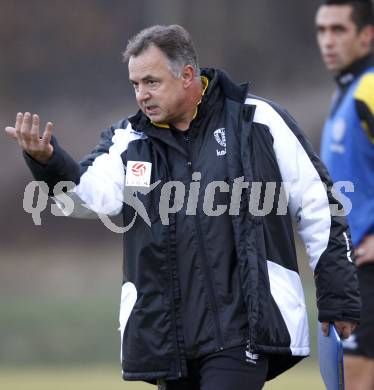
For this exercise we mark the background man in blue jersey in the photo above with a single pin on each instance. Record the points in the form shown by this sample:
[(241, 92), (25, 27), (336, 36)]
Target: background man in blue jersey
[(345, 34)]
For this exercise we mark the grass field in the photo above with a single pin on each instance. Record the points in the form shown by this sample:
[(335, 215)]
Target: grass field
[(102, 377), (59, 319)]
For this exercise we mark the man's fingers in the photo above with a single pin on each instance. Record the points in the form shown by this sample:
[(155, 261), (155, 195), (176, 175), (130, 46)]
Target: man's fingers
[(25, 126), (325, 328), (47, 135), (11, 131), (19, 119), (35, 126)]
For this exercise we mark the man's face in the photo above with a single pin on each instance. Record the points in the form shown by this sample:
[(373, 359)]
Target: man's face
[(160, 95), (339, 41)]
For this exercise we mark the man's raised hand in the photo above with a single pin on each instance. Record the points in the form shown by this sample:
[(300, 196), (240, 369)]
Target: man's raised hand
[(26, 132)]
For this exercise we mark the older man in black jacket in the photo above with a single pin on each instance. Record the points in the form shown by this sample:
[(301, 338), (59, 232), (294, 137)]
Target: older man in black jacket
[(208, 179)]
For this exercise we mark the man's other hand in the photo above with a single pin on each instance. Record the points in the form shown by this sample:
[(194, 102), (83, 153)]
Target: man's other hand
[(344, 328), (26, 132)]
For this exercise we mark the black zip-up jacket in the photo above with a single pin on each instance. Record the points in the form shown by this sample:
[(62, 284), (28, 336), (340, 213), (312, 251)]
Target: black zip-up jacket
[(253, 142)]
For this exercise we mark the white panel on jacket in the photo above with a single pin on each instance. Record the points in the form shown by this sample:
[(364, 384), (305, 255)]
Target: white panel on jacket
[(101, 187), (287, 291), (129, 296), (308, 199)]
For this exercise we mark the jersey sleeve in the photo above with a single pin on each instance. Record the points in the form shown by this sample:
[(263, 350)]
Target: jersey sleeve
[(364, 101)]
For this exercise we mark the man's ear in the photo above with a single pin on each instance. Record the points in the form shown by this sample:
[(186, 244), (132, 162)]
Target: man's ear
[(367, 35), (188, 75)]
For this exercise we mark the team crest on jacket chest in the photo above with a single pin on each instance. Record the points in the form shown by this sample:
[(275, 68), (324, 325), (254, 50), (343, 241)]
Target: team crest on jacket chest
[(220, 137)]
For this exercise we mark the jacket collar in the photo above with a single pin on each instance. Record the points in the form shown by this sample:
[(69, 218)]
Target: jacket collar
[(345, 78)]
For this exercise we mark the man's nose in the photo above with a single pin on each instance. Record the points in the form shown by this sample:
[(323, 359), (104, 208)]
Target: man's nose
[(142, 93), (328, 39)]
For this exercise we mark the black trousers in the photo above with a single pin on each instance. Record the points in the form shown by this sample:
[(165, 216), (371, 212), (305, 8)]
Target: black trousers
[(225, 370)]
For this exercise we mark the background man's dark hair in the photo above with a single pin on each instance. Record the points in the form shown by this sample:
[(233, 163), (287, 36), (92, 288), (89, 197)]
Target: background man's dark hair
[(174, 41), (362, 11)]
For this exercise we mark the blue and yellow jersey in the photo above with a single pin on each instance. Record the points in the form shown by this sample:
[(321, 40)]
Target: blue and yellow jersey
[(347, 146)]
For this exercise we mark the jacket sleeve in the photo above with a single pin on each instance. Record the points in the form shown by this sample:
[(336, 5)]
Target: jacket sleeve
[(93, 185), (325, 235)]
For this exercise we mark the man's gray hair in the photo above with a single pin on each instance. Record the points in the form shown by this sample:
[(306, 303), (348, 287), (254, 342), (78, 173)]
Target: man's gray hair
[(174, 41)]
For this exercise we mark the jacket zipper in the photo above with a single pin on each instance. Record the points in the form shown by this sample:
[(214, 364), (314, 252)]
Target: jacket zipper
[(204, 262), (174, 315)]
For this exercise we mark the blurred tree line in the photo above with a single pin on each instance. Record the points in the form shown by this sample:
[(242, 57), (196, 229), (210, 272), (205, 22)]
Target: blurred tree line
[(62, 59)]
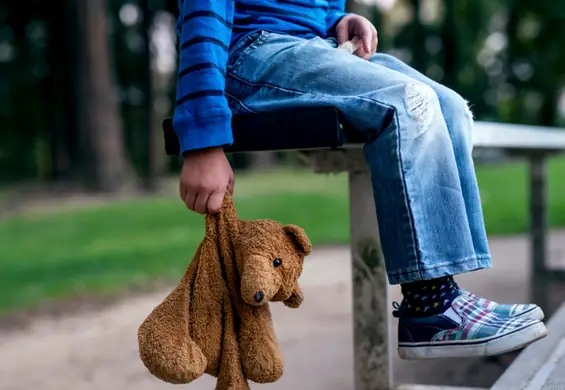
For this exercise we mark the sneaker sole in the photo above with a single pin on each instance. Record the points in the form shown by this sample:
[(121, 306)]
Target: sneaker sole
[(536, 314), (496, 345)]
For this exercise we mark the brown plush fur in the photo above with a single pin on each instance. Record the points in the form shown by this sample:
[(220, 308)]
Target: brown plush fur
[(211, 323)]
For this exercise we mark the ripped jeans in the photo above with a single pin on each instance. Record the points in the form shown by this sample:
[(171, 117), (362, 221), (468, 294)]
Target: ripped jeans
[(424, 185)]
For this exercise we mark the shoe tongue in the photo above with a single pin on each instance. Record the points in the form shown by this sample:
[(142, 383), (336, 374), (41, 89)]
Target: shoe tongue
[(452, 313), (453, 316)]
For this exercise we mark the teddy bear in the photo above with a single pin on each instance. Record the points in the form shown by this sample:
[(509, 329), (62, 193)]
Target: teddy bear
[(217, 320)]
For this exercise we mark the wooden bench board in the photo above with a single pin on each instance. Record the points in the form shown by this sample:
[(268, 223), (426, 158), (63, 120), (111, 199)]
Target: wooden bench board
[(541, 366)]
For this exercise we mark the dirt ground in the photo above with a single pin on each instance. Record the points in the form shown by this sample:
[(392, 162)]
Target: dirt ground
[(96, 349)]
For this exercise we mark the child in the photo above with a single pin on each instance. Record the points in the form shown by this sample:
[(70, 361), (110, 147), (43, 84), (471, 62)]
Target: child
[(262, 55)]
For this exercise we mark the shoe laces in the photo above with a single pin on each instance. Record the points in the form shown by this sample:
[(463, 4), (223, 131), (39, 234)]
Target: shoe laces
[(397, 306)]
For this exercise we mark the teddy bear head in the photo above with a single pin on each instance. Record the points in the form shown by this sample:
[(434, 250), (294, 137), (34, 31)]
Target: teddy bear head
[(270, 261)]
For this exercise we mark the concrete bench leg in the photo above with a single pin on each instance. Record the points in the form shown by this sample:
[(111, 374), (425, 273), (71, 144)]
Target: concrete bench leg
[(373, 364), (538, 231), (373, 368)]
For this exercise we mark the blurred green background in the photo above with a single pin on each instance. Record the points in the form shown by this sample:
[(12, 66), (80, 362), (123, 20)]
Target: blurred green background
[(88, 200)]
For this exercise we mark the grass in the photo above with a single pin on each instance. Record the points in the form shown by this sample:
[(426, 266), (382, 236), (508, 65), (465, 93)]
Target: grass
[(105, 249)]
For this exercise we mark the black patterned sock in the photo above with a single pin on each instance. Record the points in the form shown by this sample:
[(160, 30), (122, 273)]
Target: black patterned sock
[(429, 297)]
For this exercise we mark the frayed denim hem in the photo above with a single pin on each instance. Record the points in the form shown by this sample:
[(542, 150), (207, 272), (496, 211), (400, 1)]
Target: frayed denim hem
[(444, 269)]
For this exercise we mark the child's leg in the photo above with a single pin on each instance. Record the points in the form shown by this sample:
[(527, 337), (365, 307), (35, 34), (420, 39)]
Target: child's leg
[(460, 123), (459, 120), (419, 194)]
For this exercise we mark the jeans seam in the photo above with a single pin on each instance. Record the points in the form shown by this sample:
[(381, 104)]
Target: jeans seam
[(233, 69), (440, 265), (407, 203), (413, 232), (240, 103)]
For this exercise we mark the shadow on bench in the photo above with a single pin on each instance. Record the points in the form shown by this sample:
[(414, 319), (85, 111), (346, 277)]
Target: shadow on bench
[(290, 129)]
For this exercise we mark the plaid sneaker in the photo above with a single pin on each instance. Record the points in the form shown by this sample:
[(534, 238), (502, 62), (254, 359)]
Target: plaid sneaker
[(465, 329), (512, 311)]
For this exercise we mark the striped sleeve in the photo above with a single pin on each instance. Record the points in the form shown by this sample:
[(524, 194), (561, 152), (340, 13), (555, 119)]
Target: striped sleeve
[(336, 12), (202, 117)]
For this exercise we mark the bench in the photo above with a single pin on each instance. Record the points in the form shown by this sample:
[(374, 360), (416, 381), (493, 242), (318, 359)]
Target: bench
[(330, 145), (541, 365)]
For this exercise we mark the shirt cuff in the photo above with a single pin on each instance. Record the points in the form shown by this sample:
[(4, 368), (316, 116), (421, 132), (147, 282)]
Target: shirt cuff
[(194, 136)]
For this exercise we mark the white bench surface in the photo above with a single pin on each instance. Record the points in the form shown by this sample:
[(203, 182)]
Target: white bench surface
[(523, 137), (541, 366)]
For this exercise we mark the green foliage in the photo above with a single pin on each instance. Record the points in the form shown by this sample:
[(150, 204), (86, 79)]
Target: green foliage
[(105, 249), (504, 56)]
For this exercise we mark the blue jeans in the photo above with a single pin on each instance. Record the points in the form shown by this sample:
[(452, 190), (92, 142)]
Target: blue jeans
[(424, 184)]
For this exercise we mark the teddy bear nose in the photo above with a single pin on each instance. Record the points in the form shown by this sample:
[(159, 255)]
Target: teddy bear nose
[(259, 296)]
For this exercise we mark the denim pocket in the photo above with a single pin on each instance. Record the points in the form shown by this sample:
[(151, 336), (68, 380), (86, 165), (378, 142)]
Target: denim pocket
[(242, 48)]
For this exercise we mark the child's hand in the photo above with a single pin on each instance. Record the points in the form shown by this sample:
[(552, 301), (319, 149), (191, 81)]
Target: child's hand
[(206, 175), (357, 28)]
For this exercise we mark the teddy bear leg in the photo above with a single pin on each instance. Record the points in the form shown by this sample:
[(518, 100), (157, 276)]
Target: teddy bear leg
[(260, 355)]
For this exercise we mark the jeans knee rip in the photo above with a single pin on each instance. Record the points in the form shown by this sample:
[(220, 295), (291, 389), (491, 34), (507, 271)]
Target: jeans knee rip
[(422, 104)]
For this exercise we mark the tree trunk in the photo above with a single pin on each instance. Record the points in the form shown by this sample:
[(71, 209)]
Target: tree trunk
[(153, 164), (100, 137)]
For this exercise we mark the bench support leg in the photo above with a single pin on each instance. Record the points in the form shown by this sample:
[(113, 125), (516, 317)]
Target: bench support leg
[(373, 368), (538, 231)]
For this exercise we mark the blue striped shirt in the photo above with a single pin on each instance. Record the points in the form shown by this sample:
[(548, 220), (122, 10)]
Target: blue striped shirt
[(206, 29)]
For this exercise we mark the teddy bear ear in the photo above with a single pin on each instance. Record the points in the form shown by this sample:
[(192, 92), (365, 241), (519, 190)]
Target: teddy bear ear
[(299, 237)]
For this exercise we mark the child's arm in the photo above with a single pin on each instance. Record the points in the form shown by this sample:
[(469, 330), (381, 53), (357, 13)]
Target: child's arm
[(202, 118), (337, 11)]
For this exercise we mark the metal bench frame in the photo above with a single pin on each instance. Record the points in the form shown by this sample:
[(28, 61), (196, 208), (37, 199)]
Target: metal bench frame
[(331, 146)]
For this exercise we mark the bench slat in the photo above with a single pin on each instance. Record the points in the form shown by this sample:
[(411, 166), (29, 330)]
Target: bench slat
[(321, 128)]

○ ○ ○

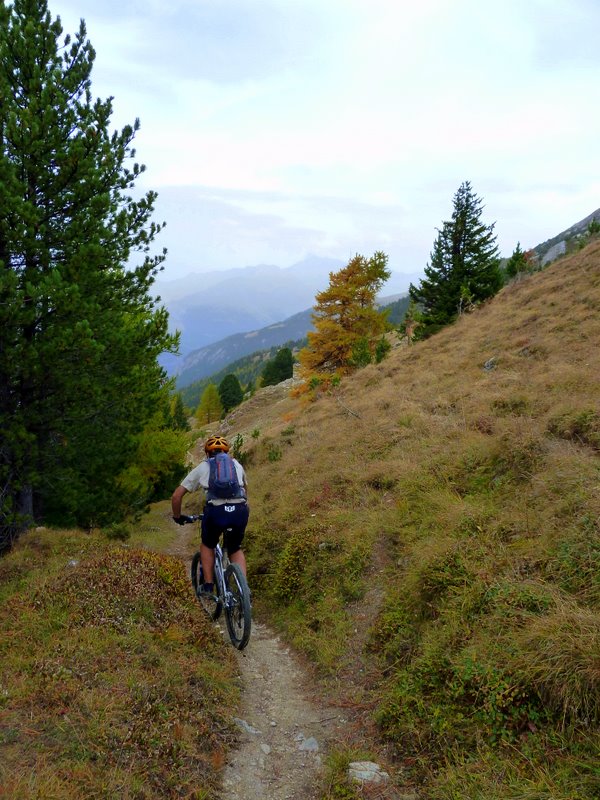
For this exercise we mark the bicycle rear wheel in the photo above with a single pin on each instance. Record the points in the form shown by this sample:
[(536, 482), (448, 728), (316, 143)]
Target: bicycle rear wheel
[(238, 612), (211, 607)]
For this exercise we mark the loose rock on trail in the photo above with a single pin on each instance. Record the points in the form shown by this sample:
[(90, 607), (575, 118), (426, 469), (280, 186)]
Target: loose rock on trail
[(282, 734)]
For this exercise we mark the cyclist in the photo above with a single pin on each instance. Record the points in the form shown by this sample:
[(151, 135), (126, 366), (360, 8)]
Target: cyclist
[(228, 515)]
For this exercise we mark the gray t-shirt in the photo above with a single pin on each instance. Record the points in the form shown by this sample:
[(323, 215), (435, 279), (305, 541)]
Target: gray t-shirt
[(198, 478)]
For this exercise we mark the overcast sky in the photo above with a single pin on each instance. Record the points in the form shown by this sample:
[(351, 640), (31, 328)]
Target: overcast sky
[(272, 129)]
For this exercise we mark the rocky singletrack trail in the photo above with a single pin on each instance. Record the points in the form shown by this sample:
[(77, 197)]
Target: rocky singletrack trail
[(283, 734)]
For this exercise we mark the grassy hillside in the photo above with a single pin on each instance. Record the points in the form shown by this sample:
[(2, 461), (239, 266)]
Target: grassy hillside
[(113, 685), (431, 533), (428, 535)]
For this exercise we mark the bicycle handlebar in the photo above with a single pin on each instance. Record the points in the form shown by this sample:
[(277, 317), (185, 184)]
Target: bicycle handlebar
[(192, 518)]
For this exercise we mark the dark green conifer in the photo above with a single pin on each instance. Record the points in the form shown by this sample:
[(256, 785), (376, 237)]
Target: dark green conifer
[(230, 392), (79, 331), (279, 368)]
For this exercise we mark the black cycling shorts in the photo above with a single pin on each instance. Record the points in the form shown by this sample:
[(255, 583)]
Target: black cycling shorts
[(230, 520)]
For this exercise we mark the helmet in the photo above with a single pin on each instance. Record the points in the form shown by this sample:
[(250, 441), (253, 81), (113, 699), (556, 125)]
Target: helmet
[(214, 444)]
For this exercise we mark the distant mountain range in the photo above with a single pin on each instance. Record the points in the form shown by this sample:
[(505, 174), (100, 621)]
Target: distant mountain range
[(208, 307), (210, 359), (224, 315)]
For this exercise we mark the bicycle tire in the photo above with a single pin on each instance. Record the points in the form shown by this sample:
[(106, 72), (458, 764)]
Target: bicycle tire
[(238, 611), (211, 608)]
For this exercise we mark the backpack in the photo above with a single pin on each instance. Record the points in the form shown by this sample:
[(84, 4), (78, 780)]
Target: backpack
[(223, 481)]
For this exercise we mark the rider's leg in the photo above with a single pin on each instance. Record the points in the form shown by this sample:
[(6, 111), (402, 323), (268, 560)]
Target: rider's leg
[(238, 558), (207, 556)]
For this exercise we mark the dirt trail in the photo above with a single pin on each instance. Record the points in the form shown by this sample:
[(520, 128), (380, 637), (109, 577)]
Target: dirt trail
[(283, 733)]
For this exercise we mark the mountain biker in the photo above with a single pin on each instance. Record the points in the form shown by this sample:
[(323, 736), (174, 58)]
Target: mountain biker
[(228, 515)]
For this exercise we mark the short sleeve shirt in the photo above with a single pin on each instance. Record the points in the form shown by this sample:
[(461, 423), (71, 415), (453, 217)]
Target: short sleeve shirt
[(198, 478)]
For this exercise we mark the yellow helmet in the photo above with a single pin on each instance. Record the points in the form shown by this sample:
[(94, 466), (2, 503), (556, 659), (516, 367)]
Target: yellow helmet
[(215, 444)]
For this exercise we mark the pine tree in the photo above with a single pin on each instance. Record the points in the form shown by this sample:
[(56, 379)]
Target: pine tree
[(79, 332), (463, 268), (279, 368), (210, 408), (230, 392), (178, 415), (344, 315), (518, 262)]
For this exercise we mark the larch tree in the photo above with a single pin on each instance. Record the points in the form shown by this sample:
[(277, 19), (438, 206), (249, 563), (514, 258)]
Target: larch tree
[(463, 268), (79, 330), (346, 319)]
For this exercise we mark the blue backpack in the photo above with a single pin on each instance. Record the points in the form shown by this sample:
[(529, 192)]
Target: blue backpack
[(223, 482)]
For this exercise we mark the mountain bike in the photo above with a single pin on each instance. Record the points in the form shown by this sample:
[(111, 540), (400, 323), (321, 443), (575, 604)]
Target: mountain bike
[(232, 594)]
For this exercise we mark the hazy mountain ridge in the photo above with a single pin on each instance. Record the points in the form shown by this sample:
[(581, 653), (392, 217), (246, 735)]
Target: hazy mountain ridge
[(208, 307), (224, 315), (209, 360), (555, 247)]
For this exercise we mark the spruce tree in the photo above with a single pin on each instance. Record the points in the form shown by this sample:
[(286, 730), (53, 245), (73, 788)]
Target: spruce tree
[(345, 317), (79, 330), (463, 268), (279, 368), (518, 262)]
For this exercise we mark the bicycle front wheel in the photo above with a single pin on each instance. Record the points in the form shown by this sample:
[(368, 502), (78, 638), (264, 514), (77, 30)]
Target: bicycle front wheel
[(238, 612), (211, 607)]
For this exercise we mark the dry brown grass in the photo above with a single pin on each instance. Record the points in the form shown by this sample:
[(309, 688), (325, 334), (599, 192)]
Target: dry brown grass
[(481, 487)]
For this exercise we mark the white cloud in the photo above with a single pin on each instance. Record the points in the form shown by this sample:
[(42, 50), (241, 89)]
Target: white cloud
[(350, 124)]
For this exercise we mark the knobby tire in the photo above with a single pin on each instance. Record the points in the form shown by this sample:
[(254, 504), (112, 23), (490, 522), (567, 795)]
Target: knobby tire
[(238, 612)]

○ ○ ○

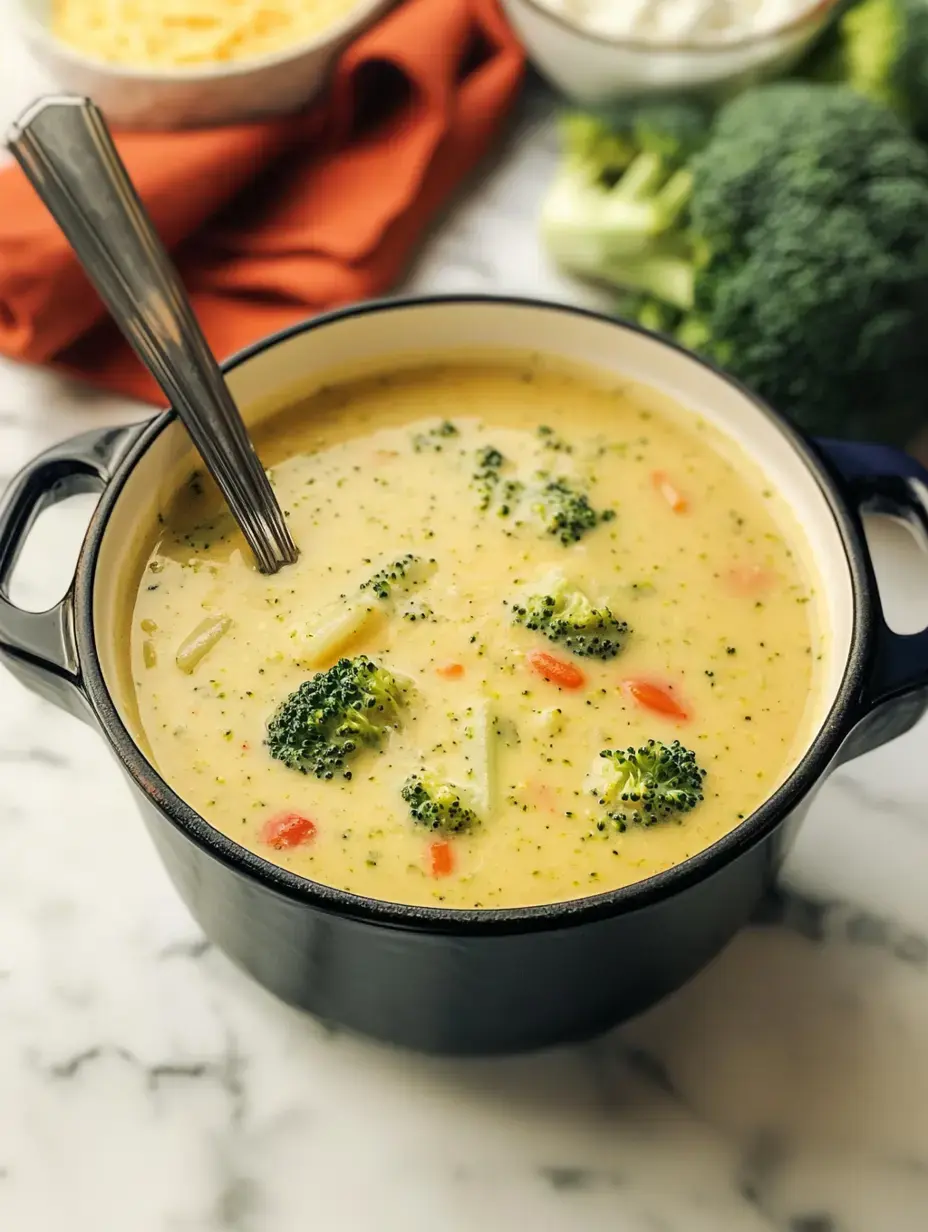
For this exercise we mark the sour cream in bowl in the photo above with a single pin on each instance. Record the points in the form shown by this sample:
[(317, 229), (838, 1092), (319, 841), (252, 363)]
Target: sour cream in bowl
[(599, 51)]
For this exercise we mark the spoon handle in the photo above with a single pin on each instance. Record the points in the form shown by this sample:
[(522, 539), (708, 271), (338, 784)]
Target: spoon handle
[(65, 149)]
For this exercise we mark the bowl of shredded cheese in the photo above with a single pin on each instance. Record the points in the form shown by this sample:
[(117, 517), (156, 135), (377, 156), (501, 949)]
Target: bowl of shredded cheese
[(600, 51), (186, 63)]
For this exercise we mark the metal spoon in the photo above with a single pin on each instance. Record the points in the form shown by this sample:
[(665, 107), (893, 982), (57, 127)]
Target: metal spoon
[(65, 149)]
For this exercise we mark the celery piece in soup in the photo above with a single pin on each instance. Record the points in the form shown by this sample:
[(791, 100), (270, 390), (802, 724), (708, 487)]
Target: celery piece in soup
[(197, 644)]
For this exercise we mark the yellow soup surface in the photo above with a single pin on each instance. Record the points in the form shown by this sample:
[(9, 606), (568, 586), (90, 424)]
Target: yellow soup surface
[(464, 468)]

○ ○ ○

*ASSIGNMENT*:
Return only the lines between the one holding "For this exercise we mark the background man in" and the one holding "[(155, 261), (155, 195), (176, 175), (130, 46)]", inclusive, exactly as they appear above.

*EXERCISE ANSWER*:
For this exercise we mark the background man in blue jersey in the photo above with a single pin on each instance. Record the points in the form shown by this sample:
[(241, 92), (25, 27), (336, 36)]
Target: background man in blue jersey
[(345, 34)]
For this exercise we mark the grass field in the photo above with a single pin on each instance. Record the points in the form shown by this sample:
[(335, 215)]
Target: grass field
[(102, 377), (59, 319)]
For this exercise we mark the man's fingers in the photo above with a single pin on each instance. Record the points in the form shown by this sample:
[(155, 261), (155, 195), (176, 175), (130, 46)]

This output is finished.